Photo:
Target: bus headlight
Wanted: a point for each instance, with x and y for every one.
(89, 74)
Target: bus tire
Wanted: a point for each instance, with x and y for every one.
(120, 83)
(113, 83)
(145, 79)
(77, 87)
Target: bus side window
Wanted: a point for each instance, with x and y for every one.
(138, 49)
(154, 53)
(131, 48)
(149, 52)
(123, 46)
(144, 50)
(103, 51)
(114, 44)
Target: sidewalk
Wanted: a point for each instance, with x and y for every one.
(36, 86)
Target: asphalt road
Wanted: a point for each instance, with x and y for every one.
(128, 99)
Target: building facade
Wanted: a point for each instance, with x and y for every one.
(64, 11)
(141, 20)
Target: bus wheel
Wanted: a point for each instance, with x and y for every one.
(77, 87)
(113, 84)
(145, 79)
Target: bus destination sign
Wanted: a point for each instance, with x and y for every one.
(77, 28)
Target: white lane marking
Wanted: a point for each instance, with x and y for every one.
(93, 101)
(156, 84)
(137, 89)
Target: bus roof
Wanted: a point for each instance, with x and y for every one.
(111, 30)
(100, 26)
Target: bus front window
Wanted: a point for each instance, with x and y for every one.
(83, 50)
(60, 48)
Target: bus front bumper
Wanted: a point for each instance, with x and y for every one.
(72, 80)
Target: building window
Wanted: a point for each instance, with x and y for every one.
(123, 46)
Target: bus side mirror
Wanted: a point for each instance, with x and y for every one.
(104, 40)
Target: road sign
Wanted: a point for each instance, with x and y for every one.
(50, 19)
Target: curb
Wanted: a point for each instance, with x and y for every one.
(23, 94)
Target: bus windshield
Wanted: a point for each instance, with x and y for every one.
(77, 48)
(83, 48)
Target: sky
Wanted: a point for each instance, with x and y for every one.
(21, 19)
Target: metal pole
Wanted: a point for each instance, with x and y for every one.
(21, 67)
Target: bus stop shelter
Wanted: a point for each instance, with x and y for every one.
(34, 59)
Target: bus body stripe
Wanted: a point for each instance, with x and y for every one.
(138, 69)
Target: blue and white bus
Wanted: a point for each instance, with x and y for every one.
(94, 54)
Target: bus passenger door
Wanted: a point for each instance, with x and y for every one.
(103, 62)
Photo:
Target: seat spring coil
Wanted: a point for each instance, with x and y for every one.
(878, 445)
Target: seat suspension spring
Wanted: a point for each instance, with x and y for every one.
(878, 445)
● ● ●
Exercise objective » Where a line above contains the word "building", show that line.

Result of the exercise »
Target: building facade
Target: building window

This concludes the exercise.